**Problem statement:** Gather and copy in full every line of the entries that contains the word "person".

**Dataset entries:**

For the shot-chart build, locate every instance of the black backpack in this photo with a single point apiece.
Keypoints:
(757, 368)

---

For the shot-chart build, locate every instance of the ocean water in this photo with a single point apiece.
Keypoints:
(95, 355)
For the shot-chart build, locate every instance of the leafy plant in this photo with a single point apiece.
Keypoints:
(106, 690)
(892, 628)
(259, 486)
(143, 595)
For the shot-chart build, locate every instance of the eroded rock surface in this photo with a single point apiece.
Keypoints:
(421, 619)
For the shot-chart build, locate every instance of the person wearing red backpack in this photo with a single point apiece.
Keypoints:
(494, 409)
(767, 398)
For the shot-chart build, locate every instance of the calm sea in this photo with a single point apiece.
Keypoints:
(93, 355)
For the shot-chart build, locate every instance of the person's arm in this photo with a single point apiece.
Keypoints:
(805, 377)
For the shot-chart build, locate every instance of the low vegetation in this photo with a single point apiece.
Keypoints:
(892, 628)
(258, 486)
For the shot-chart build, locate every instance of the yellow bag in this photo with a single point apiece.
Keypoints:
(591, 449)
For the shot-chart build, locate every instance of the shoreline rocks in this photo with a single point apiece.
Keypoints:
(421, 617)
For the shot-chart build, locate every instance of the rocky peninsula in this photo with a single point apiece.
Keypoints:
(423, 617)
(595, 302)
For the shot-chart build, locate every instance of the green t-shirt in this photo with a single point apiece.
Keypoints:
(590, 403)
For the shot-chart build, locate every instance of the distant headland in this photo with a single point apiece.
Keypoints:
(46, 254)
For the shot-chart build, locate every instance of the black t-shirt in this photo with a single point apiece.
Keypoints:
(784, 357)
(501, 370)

**Task result:**
For the shot-chart build, locate every instance of the person wearing red backpack in this photo with a single point apiece.
For the shot-chart build, locate every instance of the person's arm in this photo with a single point apiece.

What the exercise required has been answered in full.